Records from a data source
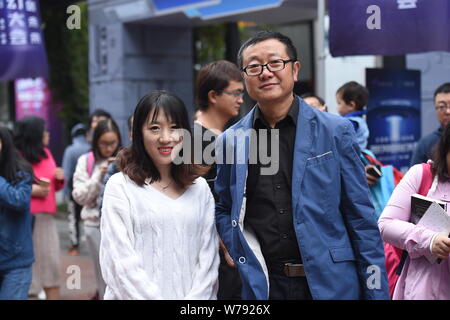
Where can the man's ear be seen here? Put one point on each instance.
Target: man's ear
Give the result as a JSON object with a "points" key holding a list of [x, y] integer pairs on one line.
{"points": [[295, 69], [212, 96]]}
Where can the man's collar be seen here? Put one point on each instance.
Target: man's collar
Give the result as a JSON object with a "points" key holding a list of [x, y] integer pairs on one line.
{"points": [[292, 113]]}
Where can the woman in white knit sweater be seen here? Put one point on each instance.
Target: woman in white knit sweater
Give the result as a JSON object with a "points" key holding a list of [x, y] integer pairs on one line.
{"points": [[87, 180], [159, 239]]}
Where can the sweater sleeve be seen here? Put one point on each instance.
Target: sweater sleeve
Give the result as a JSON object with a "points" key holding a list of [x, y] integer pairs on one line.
{"points": [[122, 267], [205, 279], [394, 222], [85, 188], [16, 197]]}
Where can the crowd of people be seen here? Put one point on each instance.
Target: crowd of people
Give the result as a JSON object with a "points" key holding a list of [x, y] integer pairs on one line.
{"points": [[157, 228]]}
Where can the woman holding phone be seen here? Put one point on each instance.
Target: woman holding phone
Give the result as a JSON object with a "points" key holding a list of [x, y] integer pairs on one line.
{"points": [[87, 182], [32, 138], [16, 246]]}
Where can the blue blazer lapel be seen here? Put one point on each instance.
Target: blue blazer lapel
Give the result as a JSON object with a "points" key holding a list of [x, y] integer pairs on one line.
{"points": [[304, 138], [242, 149]]}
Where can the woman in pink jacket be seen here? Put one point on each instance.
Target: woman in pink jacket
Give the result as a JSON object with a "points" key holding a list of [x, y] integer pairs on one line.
{"points": [[420, 279], [31, 139]]}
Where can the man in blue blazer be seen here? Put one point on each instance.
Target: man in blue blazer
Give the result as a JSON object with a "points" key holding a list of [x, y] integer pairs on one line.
{"points": [[300, 226]]}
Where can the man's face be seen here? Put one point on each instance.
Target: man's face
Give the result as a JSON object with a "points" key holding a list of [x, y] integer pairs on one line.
{"points": [[269, 86], [442, 104], [96, 120]]}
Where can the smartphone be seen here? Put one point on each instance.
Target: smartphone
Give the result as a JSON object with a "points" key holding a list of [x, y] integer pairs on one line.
{"points": [[44, 182], [374, 171]]}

* Your objective: Repeat word for word from the line holding "Target: crowd of people" down to the last line above, including both.

* Response below:
Target: crowd of people
Give the result as a JSON object with a "points" key holding a list of [x, y] integer pairs on one line.
{"points": [[157, 228]]}
Where can the woman holding phone be seen here? Put one point on each instance.
Target: woman holding phone
Give the result as a JSON object with a "points" key holding a list of [x, y] integer pairs on one line.
{"points": [[87, 182], [32, 138], [16, 246]]}
Where can the blue blazer lapel be seen here? Put one point on each instance.
Target: blue blazer lapel
Give the result as a JSON object with a "points" key holding a list of [x, y] integer pairs on one line.
{"points": [[304, 138], [242, 149]]}
Where can the woman in pink jacket be seen here? Put one point on each instance.
Target: woman in pink jacket
Give the result as a JSON object with a "points" key holding a list of [x, y] integer pairs on one line.
{"points": [[420, 279], [31, 139]]}
Where can the man in blue blazer be seen here? Put one point on each instance.
Target: man in blue blazer
Give the result as a JSON object with a "points" key holding a list of [x, y] integer pairs on one line.
{"points": [[300, 226]]}
Where can the man's face be seen here? Put one point on each instance.
Target: man's face
Give the result as a JSON object with a "points" key holding a list of [x, y] integer pairs on one line.
{"points": [[269, 86], [442, 104], [96, 120]]}
Where can the smartphone be seen here? Put one point on each instance.
Target: smartphone
Give the result as a JSON object with a "points" key holding a list of [x, y] integer pairs on one line.
{"points": [[44, 182], [374, 171]]}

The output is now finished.